◆ Tarefas a resolver:
A. Reescreva de forma mais concisa o parágrafo do texto sobre a gramática de erros que começa por "A base de uma gramática de erros", conservando seus fatos principais.
B. Escreva o que vem a seguir no texto sobre a gramática de erros, continuando-o a partir do ponto em que ele termina.

Certa vez um aluno perguntou-me se existe algum livro que ensine a prever e a normatizar a ocorrência de desvios gramaticais. Por razões alheias à minha vontade, só conheço um único livro a respeito: La Grammaire des Fautes, de Henri Frei, publicado em 1971 pela Slatkine Reprints, de Genebra. Um artigo de Milton Azevedo, intitulado “O papel da análise de erros no ensino de idiomas”, publicado no número 779-80, do Suplemento Literário de Minas Gerais,
edição de 5 a 12 de setembro de 1981, trata exclusivamente da regularidade dos erros cometidos por falantes de português na aprendizagem do inglês segunda língua, por força da competência transitória na língua estrangeira.
A base de uma gramática de erros está exatamente na analogia. Quando diz “eu trusse”, por “eu trouxe”, o falante do português se baseia numa quarta proporcional: “foi” está para “fui”, assim como “trouxe” (pronúncia: trosse), 3ª pessoa, está para... “trusse” (1ª pessoa). De fato, são vários os exemplos em que a vogal média tônica (ê, é, ô, ó) de um verbo, na 3ª pessoa, corresponde a uma vogal alta (i,u) na 1ª pessoa, no mesmo tempo verbal: teve/tive; esteve/estive; tosse/tusso; cospe/cuspo; dorme/durmo; pôs/pus; foi/fui; pôde/pude; fez/fiz; veio/vim, sente/sinto, mente/minto, fere/firo, serve/sirvo, segue/sigo etc. Na conjugação popular: veve/vivo; exeste/existo; ele sôbe /eu subo (pret. perf. verbo saber). No verbo construir, tanto faz dizer construo/constrói (conjugação mais usual) quanto construo/construis.

◆ Excertos de dados:
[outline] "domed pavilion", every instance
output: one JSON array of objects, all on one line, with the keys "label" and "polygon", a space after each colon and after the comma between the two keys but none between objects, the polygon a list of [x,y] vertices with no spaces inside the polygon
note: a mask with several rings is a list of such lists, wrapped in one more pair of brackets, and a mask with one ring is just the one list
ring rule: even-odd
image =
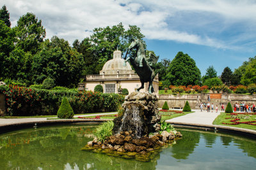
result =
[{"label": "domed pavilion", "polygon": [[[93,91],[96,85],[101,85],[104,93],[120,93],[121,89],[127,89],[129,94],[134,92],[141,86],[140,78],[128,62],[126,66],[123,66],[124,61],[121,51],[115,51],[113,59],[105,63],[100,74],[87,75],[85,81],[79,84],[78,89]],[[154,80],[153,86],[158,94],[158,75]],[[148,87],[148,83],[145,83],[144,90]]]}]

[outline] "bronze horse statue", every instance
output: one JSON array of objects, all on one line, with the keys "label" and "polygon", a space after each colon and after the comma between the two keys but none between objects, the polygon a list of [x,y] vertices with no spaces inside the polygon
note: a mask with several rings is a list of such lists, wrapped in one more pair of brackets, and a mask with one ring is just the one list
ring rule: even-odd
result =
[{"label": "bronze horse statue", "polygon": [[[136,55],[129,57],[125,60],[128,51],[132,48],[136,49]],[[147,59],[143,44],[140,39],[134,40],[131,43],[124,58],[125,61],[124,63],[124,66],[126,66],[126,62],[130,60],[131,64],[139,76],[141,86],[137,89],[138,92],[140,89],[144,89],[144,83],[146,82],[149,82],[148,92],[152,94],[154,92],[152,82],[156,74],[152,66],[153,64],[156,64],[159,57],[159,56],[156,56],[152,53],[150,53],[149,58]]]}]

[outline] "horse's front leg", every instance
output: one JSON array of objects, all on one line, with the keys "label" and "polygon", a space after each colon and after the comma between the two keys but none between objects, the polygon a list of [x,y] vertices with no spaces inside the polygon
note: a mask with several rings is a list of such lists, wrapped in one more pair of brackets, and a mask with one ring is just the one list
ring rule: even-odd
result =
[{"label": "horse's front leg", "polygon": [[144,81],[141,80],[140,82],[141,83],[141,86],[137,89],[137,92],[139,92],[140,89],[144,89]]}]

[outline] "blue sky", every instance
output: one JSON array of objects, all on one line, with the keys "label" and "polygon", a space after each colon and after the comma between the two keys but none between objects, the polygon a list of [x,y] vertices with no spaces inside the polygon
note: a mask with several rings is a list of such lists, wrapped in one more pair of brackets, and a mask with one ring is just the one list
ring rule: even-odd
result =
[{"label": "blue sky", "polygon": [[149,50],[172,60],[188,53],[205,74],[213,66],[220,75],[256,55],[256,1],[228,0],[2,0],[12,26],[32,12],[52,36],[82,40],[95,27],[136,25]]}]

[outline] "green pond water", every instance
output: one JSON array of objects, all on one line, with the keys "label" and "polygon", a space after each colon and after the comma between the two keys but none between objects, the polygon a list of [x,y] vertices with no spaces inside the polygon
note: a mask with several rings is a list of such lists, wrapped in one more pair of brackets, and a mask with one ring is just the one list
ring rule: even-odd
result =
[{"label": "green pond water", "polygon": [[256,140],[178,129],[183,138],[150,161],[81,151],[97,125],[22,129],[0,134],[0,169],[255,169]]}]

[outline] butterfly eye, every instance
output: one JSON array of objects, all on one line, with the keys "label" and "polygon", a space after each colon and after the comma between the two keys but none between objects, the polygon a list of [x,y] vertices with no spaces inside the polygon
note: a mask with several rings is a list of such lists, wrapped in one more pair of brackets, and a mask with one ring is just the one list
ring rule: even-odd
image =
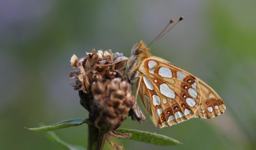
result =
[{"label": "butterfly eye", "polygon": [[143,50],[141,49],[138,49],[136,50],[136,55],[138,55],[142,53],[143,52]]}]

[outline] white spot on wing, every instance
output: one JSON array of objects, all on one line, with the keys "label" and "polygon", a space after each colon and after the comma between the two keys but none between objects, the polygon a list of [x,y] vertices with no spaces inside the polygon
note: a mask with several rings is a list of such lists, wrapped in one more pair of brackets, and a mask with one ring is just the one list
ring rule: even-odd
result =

◆ Respostas em ordem:
A. A gramática de erros se apoia na analogia. Quem diz "eu trusse" em vez de "eu trouxe" aplica uma quarta proporcional: assim como "foi" corresponde a "fui", "trouxe" (3ª pessoa, pronunciada "trosse") corresponderia a "trusse" (1ª pessoa). Muitos verbos confirmam o padrão. Neles, a vogal média tônica da 3ª pessoa corresponde a uma vogal alta na 1ª pessoa do mesmo tempo, como em teve/tive, dorme/durmo, fez/fiz e serve/sirvo. A conjugação popular segue o mesmo modelo em veve/vivo, exeste/existo e ele sôbe/eu subo, do verbo saber. No verbo construir, tanto se diz construo/constrói quanto construo/construis.

B.
A hipercorreção também pode ser causa da regularidade de um erro. Hipercorreção é o erro proveniente da tentativa de se atingir a norma culta urbana. Daí o nome “hiperurbanismo” por que também é conhecida a hipercorreção. Por ouvir um falante culto pronunciar [ly] onde ele diz [i], como “trabalha”, que ele pronuncia “trabaia”, um falante pouco escolarizado, acreditando que está “errado” dizer “teia de aranha” ou “pia de cozinha”, tentando falar “bonito”, poderá dizer “telha de aranha” ou “pilha de cozinha”.
O difícil, às vezes, é descobrir a analogia que levou à hipercorreção. Um aluno escreveu, num trabalho, que “o rapase era amigo de infância”. Ele queria dizer “rapaz”. Muitas vezes, a hipercorreção resulta numa forma linguística que não existe nem no dialeto culto, nem no dialeto do falante que comete a hipercorreção. Só por acaso descobri a razão desse “rapase”, que certamente não retratava a pronúncia do aluno nem a de ninguém de sua sala. O aluno pronunciava “quase” como “quais” (“Eu estava quais caindo...”). Como ele escreve “quase”, mas pronuncia “quais”, achou que deveria escrever “rapase”, porque pronunciava “rapais”.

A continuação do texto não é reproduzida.